> **Directions for this task**
A word-for-word transcription of the records is required.

[Start of Attachment]

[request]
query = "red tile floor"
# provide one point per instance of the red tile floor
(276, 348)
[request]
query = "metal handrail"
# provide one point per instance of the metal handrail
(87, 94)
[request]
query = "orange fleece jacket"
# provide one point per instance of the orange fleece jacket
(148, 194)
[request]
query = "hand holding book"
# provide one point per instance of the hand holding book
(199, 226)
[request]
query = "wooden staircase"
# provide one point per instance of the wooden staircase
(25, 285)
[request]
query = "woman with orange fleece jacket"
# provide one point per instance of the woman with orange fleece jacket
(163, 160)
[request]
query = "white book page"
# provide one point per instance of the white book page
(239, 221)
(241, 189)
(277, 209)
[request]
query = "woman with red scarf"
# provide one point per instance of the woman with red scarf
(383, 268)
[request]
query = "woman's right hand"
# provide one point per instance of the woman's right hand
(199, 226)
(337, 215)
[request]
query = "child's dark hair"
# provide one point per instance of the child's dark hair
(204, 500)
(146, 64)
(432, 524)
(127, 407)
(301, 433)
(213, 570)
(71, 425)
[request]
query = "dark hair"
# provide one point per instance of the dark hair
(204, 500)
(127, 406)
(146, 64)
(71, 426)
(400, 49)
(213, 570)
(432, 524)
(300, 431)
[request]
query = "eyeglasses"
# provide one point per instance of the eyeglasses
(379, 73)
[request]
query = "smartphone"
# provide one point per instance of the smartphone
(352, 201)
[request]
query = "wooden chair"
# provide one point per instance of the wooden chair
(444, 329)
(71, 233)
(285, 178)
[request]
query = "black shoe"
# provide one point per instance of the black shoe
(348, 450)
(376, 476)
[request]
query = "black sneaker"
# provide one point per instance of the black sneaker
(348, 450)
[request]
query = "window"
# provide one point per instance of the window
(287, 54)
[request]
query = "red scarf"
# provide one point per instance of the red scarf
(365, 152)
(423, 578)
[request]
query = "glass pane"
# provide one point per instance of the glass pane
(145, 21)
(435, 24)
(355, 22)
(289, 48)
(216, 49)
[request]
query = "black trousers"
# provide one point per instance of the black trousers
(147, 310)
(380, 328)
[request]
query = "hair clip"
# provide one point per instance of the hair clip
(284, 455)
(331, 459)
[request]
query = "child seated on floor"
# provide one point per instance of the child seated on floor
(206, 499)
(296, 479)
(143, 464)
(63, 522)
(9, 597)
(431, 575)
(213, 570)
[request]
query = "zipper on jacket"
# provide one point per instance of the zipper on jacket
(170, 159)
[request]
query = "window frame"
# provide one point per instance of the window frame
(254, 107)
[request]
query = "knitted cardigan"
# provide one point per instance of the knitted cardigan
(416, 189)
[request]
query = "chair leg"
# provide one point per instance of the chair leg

[End of Attachment]

> **Exercise response**
[request]
query = "red tile floor"
# provide one point per instance of the red tile floor
(276, 348)
[request]
query = "metal handrail"
# provide one point per instance of the metal handrail
(87, 94)
[request]
query = "orange fleece jacket"
# provide one point per instance of the orange fleece jacket
(148, 194)
[request]
query = "hand holding book"
# provide one point per instance of the hand holding book
(199, 226)
[request]
query = "wooden staircase"
# provide one point per instance of the wooden staircase
(25, 285)
[request]
query = "woman with orange fleece jacket"
# provide one point per instance of the woman with orange fleece jacket
(163, 160)
[request]
query = "white book page"
# provide one point per instance of the white book page
(239, 221)
(241, 189)
(277, 209)
[request]
query = "woman with red scarf"
# provide one point per instance of the woman with red scarf
(383, 268)
[request]
query = "woman's right hand"
# provide one point per instance of the woman's right hand
(199, 226)
(337, 215)
[request]
query = "child's dark hair"
# provide one point per instance of the child's dark hair
(204, 500)
(146, 64)
(432, 524)
(127, 407)
(301, 433)
(213, 570)
(71, 425)
[request]
query = "dark hair"
# provide one point per instance of the dark hair
(204, 500)
(127, 406)
(146, 64)
(71, 426)
(400, 49)
(213, 570)
(432, 524)
(300, 431)
[request]
query = "eyeglasses"
# provide one point per instance of the eyeglasses
(379, 73)
[request]
query = "smartphone"
# provide one point per instance of the smartphone
(352, 201)
[request]
query = "wooden chair"
# provide one point per instance of the wooden chair
(444, 329)
(71, 233)
(285, 178)
[request]
query = "black shoe"
# provide one point per instance of the black shoe
(348, 450)
(376, 476)
[request]
query = "black sneaker"
# provide one point per instance of the black sneaker
(348, 450)
[request]
query = "window"
# provide one point per instance of the window
(287, 54)
[request]
query = "red scarf"
# provide one point per instance of the red scarf
(365, 152)
(423, 578)
[request]
query = "glass pane"
# provide one point per instance of the glass pane
(145, 21)
(435, 24)
(355, 22)
(289, 48)
(216, 49)
[request]
query = "black trousers"
# provide one point per instance of the black trousers
(147, 310)
(380, 328)
[request]
query = "hair clip"
# provide one point per instance of the hair clip
(284, 455)
(331, 459)
[request]
query = "child seated on floor"
# provide one point per instance of the child seated on floor
(206, 499)
(296, 479)
(143, 464)
(63, 522)
(9, 597)
(431, 575)
(213, 570)
[request]
query = "zipper on jacket"
# provide one point per instance of the zipper on jacket
(170, 159)
[request]
query = "window frame"
# provide one point per instance of the window frame
(254, 107)
[request]
query = "knitted cardigan"
# provide one point per instance of the knitted cardigan
(416, 189)
[request]
query = "chair leg"
# provide one point per instance of the chair leg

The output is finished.